Give back every line of the data, transcribed exactly.

[Saved entries]
□ □ □ □

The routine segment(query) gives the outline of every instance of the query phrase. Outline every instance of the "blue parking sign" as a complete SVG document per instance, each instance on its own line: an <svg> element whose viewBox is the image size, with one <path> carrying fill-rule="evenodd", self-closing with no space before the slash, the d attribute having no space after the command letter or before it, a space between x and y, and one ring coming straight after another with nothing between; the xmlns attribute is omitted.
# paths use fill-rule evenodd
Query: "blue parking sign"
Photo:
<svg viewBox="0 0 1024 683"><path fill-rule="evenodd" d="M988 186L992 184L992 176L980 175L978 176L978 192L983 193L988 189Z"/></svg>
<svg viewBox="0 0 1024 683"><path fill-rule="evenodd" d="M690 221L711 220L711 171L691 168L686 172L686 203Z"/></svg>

□ □ □ □

Answer space:
The routine segment(query) gives the outline of every instance of the query phrase. Outline every instance of the "blue parking sign" as a complete SVG document per instance, each instance on its own line: an <svg> element whose viewBox is the image size, with one <path> carrying fill-rule="evenodd", self-closing with no space before the slash, the d attribute having no space after the command letter or before it, a space between x and y, and one ring coming straight after another with nothing between; the xmlns attribute is omitted.
# paths use fill-rule evenodd
Query: "blue parking sign"
Photo:
<svg viewBox="0 0 1024 683"><path fill-rule="evenodd" d="M988 186L992 184L992 176L980 175L978 176L978 192L983 193L988 189Z"/></svg>
<svg viewBox="0 0 1024 683"><path fill-rule="evenodd" d="M690 221L711 220L711 171L691 168L686 172L686 203Z"/></svg>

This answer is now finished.